» **Assignment**:
Precisely the lines from the one with "[point] every instance of the wet" through the end of the data, both included, must make up the response, each restated word for word.

(Data Opens)

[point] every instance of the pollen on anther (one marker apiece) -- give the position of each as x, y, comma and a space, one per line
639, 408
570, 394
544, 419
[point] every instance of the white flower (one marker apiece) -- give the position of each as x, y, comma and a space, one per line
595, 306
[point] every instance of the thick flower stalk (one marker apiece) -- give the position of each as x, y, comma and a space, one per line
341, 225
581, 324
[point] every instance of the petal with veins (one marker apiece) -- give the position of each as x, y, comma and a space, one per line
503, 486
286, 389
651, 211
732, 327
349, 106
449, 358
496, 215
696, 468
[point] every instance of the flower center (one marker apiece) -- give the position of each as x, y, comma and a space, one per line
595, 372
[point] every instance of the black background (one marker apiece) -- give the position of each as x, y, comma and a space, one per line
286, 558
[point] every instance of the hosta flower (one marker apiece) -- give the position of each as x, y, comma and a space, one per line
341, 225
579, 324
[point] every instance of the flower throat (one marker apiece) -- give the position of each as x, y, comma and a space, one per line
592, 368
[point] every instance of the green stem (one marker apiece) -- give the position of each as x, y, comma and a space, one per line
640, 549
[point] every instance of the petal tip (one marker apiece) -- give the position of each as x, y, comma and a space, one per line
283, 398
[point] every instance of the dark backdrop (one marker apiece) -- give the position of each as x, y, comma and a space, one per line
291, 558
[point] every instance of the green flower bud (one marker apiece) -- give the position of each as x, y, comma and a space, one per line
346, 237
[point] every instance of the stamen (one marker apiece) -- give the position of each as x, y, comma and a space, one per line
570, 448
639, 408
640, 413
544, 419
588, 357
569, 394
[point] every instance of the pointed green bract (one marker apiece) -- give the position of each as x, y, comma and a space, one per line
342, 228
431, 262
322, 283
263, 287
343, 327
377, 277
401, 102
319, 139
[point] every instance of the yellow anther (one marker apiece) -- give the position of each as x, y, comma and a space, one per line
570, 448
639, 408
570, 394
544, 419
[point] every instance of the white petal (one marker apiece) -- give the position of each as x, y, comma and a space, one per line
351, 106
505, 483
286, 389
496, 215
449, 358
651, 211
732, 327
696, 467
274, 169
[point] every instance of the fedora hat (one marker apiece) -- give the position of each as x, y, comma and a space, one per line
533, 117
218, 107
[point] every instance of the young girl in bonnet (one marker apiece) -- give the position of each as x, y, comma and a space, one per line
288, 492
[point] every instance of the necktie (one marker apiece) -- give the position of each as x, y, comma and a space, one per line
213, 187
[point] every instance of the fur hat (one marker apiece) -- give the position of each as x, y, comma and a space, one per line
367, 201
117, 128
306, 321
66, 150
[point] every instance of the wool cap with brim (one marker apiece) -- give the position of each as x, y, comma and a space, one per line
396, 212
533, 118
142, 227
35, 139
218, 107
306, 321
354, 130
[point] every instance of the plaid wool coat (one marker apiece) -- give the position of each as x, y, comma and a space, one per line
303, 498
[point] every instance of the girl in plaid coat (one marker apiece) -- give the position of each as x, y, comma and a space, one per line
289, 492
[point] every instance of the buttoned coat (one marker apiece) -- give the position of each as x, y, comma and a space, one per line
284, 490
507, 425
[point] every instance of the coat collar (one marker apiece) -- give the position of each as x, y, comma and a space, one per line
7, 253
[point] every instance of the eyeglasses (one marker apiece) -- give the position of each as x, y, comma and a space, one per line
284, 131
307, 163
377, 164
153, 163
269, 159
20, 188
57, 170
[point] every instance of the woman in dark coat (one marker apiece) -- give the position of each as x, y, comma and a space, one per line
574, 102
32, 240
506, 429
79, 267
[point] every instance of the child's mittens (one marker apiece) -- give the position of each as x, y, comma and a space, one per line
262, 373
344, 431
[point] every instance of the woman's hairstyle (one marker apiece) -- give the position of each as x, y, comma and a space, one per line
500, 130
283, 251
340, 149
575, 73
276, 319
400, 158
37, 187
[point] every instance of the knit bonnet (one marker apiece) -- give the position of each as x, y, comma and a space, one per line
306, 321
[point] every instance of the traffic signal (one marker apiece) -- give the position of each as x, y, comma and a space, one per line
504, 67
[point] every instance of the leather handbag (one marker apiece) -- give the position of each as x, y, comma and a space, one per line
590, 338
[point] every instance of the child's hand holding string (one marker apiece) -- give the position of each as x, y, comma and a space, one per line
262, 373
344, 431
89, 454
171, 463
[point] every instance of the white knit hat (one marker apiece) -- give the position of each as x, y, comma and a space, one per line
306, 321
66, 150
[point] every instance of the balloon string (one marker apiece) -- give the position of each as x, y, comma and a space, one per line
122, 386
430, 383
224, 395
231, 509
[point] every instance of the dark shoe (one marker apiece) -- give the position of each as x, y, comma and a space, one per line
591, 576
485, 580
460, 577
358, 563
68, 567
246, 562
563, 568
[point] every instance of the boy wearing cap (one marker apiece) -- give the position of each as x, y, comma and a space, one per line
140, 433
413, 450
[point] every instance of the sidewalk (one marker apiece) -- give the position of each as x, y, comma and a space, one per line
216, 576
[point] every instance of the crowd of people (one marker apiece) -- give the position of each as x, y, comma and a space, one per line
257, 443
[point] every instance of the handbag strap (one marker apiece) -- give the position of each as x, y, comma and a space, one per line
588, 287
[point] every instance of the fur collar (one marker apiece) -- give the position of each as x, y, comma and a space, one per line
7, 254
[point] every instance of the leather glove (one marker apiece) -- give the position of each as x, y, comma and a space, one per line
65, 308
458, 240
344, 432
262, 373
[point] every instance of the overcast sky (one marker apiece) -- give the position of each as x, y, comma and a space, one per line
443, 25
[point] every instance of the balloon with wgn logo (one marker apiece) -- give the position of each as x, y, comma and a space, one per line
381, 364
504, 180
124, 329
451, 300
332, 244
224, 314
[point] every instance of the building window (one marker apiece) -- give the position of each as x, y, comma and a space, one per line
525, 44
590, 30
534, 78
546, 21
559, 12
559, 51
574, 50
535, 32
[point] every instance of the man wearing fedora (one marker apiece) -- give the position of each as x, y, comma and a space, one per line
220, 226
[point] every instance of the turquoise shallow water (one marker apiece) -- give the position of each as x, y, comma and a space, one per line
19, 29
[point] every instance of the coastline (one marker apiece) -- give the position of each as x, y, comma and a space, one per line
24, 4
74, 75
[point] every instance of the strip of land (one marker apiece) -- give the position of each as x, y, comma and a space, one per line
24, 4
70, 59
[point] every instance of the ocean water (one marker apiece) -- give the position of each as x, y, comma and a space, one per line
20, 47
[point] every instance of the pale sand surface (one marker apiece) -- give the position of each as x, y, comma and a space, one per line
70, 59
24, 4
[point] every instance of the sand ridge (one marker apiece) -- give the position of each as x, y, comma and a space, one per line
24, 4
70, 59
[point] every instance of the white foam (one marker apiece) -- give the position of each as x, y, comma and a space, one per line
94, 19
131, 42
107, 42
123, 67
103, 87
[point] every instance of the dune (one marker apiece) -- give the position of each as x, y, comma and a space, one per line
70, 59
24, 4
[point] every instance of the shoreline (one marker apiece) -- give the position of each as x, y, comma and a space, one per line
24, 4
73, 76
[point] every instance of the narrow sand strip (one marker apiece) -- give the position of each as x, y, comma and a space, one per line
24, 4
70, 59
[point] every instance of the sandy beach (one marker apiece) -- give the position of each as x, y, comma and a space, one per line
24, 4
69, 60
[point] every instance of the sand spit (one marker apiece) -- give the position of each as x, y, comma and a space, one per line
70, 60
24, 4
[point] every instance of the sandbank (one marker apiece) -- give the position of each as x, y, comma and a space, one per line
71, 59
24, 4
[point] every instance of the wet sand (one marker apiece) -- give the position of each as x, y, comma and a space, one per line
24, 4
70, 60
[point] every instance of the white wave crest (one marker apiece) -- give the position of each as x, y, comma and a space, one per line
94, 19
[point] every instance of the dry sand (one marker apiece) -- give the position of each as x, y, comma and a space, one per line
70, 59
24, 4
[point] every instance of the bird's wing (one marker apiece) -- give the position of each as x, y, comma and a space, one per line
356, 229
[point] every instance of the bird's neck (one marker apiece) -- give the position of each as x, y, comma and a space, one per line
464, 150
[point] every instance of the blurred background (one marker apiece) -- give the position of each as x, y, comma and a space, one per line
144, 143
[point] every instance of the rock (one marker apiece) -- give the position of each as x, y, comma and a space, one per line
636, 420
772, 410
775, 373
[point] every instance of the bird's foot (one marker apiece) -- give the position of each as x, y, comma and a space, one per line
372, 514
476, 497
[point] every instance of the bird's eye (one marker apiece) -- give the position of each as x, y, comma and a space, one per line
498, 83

(Data Closes)

» **Exercise result**:
[point] every instance of the wet sand (one marker apiece) -- give the position of each as x, y, comma and a space, one per line
24, 4
70, 60
[point] every instance of the white wave crest (one marker apiece) -- give the position of each as x, y, comma and a space, one per line
94, 19
[point] every instance of the dry sand (one marker apiece) -- give the position of each as x, y, comma and a space, one per line
70, 59
24, 4
[point] every instance of the bird's wing (one marker apiece) -- give the position of each as x, y, comma and a space, one per line
356, 229
[point] every instance of the bird's neck (one marker apiece) -- give the position of each as x, y, comma and a space, one per line
464, 150
[point] every instance of the blurred background (one marker apiece) -- give the position of each as x, y, comma and a space, one per line
144, 143
[point] every instance of the rock (one marker apiece) -- give the position of each as x, y, comma and a space, one per line
636, 420
772, 410
775, 373
[point] every instance of the bird's foot (one marker apiece) -- give the position of each as x, y, comma and a space, one per line
372, 514
476, 497
[point] every instance of the bird's eye (one marker apiece) -- give the position of each as x, y, comma and a space, one per line
498, 83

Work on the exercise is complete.